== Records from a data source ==
- - - -

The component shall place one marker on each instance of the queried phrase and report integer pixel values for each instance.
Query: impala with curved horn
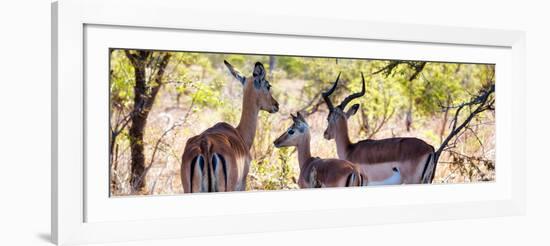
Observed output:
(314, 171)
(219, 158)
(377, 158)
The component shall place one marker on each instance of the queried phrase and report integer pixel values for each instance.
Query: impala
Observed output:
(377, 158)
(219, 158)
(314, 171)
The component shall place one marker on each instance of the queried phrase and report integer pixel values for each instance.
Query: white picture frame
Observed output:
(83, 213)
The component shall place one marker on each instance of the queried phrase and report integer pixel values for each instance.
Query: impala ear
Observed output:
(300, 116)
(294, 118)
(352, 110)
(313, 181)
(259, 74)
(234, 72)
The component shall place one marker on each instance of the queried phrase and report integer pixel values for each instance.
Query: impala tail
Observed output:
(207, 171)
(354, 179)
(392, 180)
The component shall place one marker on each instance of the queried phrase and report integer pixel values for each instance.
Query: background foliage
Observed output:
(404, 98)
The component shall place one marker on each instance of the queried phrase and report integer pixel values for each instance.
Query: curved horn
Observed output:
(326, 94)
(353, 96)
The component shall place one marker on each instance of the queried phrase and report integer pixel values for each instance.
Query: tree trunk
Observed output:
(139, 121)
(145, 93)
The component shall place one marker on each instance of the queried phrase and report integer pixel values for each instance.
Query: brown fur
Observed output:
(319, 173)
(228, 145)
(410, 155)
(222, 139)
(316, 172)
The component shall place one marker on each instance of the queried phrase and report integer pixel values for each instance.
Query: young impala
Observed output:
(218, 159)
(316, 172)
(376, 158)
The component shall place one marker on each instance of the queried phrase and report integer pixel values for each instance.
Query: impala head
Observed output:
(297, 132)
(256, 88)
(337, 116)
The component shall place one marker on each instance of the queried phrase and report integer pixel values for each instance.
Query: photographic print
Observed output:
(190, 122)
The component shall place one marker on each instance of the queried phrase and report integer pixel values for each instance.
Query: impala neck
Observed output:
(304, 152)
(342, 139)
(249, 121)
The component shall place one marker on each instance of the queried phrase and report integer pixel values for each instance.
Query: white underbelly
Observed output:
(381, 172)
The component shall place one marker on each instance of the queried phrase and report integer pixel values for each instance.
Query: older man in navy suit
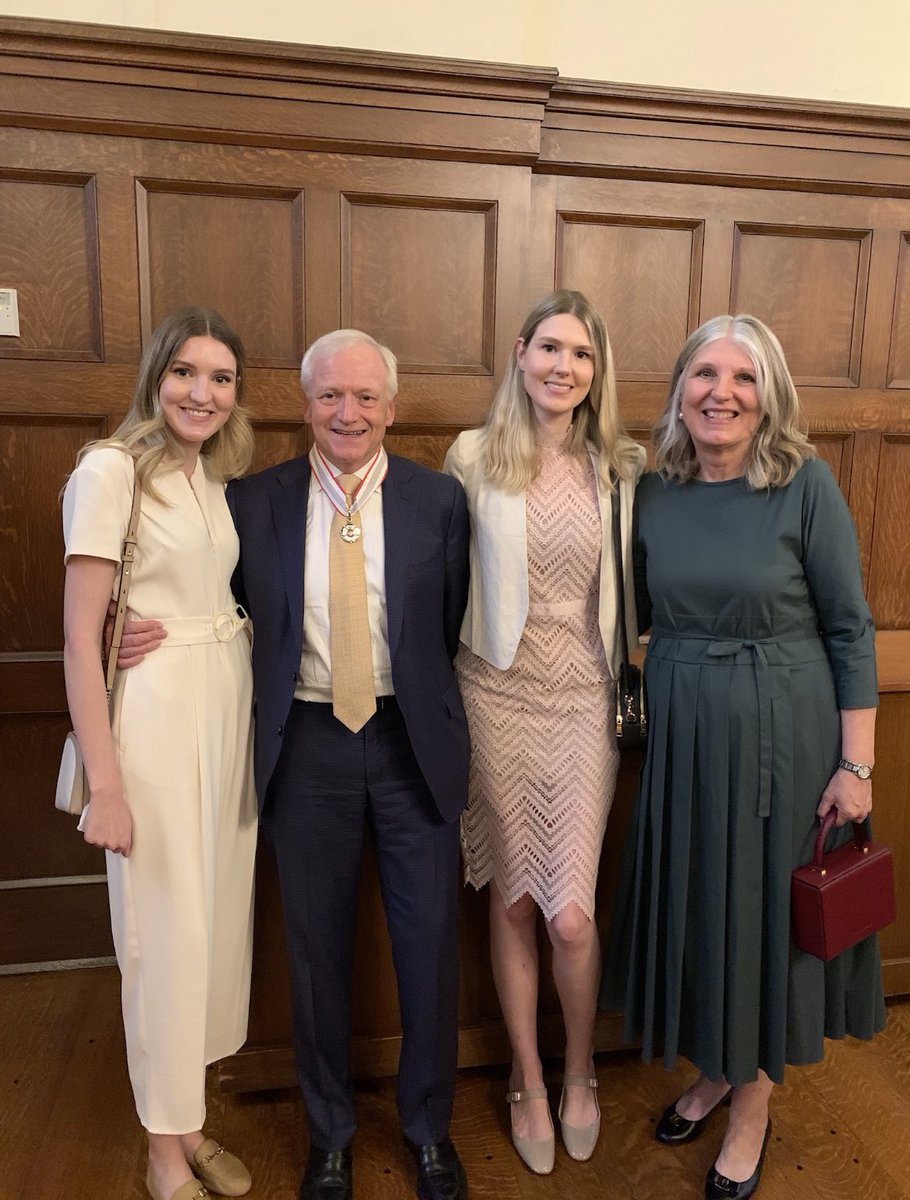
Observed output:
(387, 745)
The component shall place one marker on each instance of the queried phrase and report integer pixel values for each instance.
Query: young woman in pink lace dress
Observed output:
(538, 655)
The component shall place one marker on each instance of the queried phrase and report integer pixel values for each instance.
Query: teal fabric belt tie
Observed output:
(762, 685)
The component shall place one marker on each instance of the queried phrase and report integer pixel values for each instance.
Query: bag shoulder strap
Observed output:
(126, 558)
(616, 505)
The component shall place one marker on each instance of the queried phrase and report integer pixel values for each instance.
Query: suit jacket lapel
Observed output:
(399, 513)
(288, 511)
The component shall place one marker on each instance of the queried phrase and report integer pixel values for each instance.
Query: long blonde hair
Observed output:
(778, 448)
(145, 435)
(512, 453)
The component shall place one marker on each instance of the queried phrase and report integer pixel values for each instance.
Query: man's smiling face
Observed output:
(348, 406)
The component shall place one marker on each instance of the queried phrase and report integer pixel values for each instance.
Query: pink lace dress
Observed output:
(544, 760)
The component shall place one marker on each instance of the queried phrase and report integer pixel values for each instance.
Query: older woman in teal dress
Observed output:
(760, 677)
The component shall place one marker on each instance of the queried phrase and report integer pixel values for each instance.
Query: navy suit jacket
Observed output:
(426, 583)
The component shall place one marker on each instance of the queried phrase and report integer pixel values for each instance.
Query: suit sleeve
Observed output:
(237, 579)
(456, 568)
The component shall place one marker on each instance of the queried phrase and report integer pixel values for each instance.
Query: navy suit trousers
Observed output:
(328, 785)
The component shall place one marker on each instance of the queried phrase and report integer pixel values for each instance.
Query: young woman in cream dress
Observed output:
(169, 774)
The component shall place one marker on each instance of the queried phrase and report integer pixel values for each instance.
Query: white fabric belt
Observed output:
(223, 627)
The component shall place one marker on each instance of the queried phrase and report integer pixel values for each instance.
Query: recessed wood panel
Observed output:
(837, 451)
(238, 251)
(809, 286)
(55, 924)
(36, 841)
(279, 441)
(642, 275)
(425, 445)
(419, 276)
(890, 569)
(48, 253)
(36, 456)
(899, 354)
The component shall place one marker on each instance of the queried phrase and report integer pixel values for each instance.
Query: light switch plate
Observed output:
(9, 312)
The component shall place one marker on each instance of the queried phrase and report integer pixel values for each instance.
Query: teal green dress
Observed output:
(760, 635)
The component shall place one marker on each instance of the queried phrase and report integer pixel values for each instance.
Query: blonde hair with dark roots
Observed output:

- - - -

== Exercise prompt ==
Set down all the entries exactly as they appear, but skip any pictures.

== Final answer ==
The component shall place one marker on each instance of the queried phrase and report integer pixel values for each instance.
Query: impala with curved horn
Observed output:
(314, 171)
(219, 158)
(377, 158)
The component shall place one marker on each instance of the queried phrase and report integer pixel values for each instance.
Query: impala
Observed output:
(377, 158)
(219, 158)
(314, 171)
The component shall place one marker on each instance of the queried phrase and report integer pixel values for each instance.
Query: white picture frame
Observed output:
(83, 213)
The component shall place one marker on each instance of the queried phrase and report integer pixel values for each instance.
Query: impala ear
Observed output:
(300, 116)
(294, 118)
(352, 110)
(313, 181)
(259, 74)
(234, 72)
The component shall place one marker on each instance of the queried phrase and report integer pixel values for each instance.
Query: impala tail
Observed output:
(207, 171)
(354, 179)
(392, 180)
The component shall place one marker on each instance of the queried phrase and report integer pixel values for each instance.
Query: background foliage
Observed output:
(404, 98)
The component shall place one marker on each instance of the queried phrase and report integer pixel values for each instance.
Query: curved horn
Observed output:
(326, 94)
(353, 96)
The component shall place one marker on each instance of the queried phrase and report integer pixel values for each instance.
Query: tree trunk
Observed output:
(139, 121)
(145, 93)
The component shall place one marker on each instance of the queried phrase and report integer pixel values for each instance.
Query: brown fur
Observed output:
(319, 173)
(228, 145)
(410, 155)
(222, 139)
(316, 172)
The component shall place one marker on each instance of the queried phrase and report integer pixel values for each instance.
Query: young impala
Observed output:
(218, 159)
(316, 172)
(376, 158)
The component shall place one marker on each instance of the queried phrase and report integer pixel values for each instance.
Query: impala head
Observed output:
(297, 132)
(256, 88)
(337, 116)
The component shall place one marker on each instance of the queried phrase and report integer pixel values for each instance.
Query: photographic print
Observed output:
(190, 122)
The component shall place one marker on each instance of the queried phrase and report integer pixel values for each instance.
Query: impala neck
Observed output:
(304, 152)
(342, 139)
(249, 121)
The component shall place one marker on each instance of the queried phrase and report integer pixel values for each instance.
Query: white underbelly
Observed output:
(381, 172)
The component shall place one marker on each instance of the queried phrase and report integer pixel values for each instance.
Query: older man in navy suit
Observed output:
(387, 745)
The component shall place one marker on each instance of the queried phrase and report integer pixel values for each instance.
Query: young woman in pink lace dress
Observed output:
(538, 655)
The component shall place one marker on each instance of the queried phrase and report integer pixel values for each instance.
Query: teal fabric belt tie
Observed output:
(762, 685)
The component shall place one marker on each instance of the queried phrase and report integer pixel values for each instance.
Query: bag shoulder strap
Observed output:
(126, 558)
(616, 505)
The component shall place one marker on each instance of the queried phrase and report integer pixel values for each instance.
Query: suit jacket lapel
Observed output:
(399, 513)
(288, 511)
The component shall place one marker on each instance of the queried phrase and report integer pixel values for each instance.
Query: long blonde hair
Observed output:
(778, 448)
(145, 435)
(512, 453)
The component shall place one marker on each instance of the queried phrase and report integer pixel values for each instance.
Query: man's smiling face
Observed output:
(348, 406)
The component shall place one marker on each instance of the queried phrase and report integer pixel values for each instance.
Query: pink lace dress
Observed output:
(544, 760)
The component shall place one marker on each instance of the queried phrase and report integer pixel values for each instance.
Query: older woman in teal dress
Observed output:
(760, 677)
The component shall place one marker on each instance of the queried phrase and report integer pixel values for each instance.
Query: navy suit jacket
Observed output:
(426, 583)
The component shall place one marker on each instance of the queried phrase and report integer pixel values for each instance.
Query: suit sleeve
Observed output:
(237, 579)
(456, 568)
The component shall place one marker on each instance of the queried phrase and report integer pixel values for each instance.
Query: navy suit trousers
Observed output:
(328, 785)
The component shall place one marker on each instance of the queried phrase and report integer pixel values for each instance.
Query: young woman in cream dress
Observed output:
(169, 774)
The component shall place one marker on each instance of the queried phrase and report integer pixel values for each instance.
Query: white fabric belt
Observed output:
(223, 627)
The component shall place one marker on each instance of the queried phrase and report integer pixel values for each instance.
Query: recessed wood panel
Observed output:
(837, 451)
(238, 251)
(809, 286)
(55, 924)
(36, 841)
(279, 441)
(642, 275)
(425, 445)
(419, 276)
(890, 569)
(48, 253)
(36, 456)
(899, 354)
The component shall place one marker on each instance of the queried phrase and report integer pixel values for each instance.
Query: light switch plate
Observed output:
(9, 312)
The component shall place one marker on each instance of the queried phrase and report integer pixel values for each instance.
Query: teal green dress
Observed output:
(760, 635)
The component shall place one marker on each instance of the queried phrase and report integer pixel values for each instance.
Query: blonde hair with dark roots
Observed output:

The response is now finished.